__Exercise description__:
Please answer from the file-size passage below: how many ones and zeros represent a five-megabyte JPEG image?

__Provided passage__:
Segment Open

24 million ones and zeros are either being downloaded from the Internet or loaded from your hard drive, loaded into memory, and then being processed by the microprocessor to interpret as music. Yeah, and there's a lot more going on than that, but that's how it's actually being stored as 24 million ones and zeros. So let's give some other files that people are probably familiar with. So let's say an image you take with your camera. So an image you take with your camera, if it's compressed as a JPEG, it's going to be a few megabytes. Let's just say for speaking purposes, let's say it's five megabytes. Okay? It's going to depend on the resolution of the image and how compressed the image is, but let's just say it's about five megabytes. So five megabytes again, is 5 million bytes, and each one of those bytes is made up of eight bits. So 5 million times eight is 40 million, right? Yeah, it's a lot. 40 million ones and zeros to represent that image on your screen.

Speaker B:

This is making me just appreciate more what my phone, what my computer is doing, because I feel like nowadays we throw the term like megabyte. It sounds so small, it doesn't seem like a lot of space. But when you break it down into how into the values, it's actually huge.

Speaker A:

Yeah, but let's scale down and let's scale up. So let's scale down to like a text file. So you're typing something out and each of those letters usually is represented by just one byte. So each of the individual letters in some file that you're typing in a text file is really not that much memory. It's eight ones and zeros. But let's say a movie. Now, I don't know if you've ever downloaded movies from the Internet, but how big do you think a movie is? Let's say a movie that's a couple of hours long.

Speaker B:

It's got to be like a billion bytes or something.

Segment Closed

__Dataset section__:
Segment Open

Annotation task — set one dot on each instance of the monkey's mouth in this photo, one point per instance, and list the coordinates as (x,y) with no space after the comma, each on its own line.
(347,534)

Segment Closed

__Answer box__:
40 million ones and zeros.